--- BEGIN Excerpted records ---

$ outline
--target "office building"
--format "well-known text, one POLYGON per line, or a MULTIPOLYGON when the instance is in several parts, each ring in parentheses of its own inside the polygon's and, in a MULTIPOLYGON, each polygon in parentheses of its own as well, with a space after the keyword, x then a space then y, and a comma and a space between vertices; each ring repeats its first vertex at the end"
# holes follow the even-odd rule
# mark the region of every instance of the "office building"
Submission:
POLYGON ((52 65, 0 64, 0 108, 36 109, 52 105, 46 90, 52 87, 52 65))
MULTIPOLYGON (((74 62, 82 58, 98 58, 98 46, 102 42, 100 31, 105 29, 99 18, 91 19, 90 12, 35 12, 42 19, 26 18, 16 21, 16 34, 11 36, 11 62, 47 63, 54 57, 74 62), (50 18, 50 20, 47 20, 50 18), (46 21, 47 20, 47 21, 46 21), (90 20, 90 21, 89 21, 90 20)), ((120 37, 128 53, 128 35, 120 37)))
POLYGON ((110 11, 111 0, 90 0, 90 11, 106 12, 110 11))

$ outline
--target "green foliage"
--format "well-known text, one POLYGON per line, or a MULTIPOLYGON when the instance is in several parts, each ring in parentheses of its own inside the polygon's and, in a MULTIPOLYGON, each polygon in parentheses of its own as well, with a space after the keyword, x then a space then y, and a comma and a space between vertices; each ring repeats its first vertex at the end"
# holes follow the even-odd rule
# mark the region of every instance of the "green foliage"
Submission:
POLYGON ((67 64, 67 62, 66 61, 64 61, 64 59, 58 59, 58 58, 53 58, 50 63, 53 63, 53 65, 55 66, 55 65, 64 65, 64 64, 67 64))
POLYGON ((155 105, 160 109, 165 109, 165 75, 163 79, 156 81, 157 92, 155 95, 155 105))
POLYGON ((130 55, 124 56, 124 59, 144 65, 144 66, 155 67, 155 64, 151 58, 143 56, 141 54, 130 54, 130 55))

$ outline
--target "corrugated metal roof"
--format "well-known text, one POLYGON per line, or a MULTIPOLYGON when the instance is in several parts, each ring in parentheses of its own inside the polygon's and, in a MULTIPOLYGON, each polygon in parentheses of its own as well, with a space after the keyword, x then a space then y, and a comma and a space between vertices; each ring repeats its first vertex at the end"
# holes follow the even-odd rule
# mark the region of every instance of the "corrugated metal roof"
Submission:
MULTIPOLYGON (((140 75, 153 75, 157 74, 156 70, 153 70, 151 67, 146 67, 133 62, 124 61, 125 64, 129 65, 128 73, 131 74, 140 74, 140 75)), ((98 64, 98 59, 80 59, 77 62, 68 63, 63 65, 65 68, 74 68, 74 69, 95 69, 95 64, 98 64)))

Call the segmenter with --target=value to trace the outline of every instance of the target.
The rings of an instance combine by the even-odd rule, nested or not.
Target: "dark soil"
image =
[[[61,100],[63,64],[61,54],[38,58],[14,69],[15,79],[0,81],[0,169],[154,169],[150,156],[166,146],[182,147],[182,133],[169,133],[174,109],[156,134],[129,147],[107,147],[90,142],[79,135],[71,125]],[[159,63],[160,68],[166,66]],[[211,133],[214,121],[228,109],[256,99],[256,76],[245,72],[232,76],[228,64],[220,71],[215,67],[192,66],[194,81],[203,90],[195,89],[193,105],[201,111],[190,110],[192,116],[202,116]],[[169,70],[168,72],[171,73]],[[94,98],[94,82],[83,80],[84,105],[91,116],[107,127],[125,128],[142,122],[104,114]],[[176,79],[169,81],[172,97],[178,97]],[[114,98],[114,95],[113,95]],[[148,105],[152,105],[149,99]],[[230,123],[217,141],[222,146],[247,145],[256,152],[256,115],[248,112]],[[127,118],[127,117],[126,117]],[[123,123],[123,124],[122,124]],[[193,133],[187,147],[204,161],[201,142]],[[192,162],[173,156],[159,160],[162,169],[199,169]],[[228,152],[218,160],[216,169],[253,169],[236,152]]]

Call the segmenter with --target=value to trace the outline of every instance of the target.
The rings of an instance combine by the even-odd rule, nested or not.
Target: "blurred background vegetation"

--- END Excerpted records ---

§ **Problem to work on**: Put the data above, from its first line through the line containing "POLYGON ((110 11, 111", into a Markdown table with the columns Row and Data line, numbering each line and leaving out any blank lines.

§ **Exercise solution**:
| Row | Data line |
|---|---|
| 1 | $ outline |
| 2 | --target "office building" |
| 3 | --format "well-known text, one POLYGON per line, or a MULTIPOLYGON when the instance is in several parts, each ring in parentheses of its own inside the polygon's and, in a MULTIPOLYGON, each polygon in parentheses of its own as well, with a space after the keyword, x then a space then y, and a comma and a space between vertices; each ring repeats its first vertex at the end" |
| 4 | # holes follow the even-odd rule |
| 5 | # mark the region of every instance of the "office building" |
| 6 | Submission: |
| 7 | POLYGON ((52 65, 0 64, 0 108, 36 109, 52 105, 46 90, 52 87, 52 65)) |
| 8 | MULTIPOLYGON (((74 62, 82 58, 98 58, 98 46, 102 42, 100 31, 105 29, 99 18, 91 19, 90 12, 35 12, 42 19, 26 18, 16 21, 16 34, 11 36, 11 62, 47 63, 54 57, 74 62), (50 18, 50 20, 47 20, 50 18), (46 21, 47 20, 47 21, 46 21), (90 20, 90 21, 89 21, 90 20)), ((120 37, 128 53, 128 35, 120 37))) |
| 9 | POLYGON ((110 11, 111 0, 90 0, 90 11, 106 12, 110 11)) |